HOW TO COMPLETE THIS TASK = Nothing in the records should be left out; transcribe them exactly.

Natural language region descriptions
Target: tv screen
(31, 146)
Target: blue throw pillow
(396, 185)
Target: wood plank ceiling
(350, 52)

ANSWER TO THE PROBLEM =
Target: tv screen
(31, 146)
Target: blue throw pillow
(396, 185)
Target: wood plank ceiling
(350, 52)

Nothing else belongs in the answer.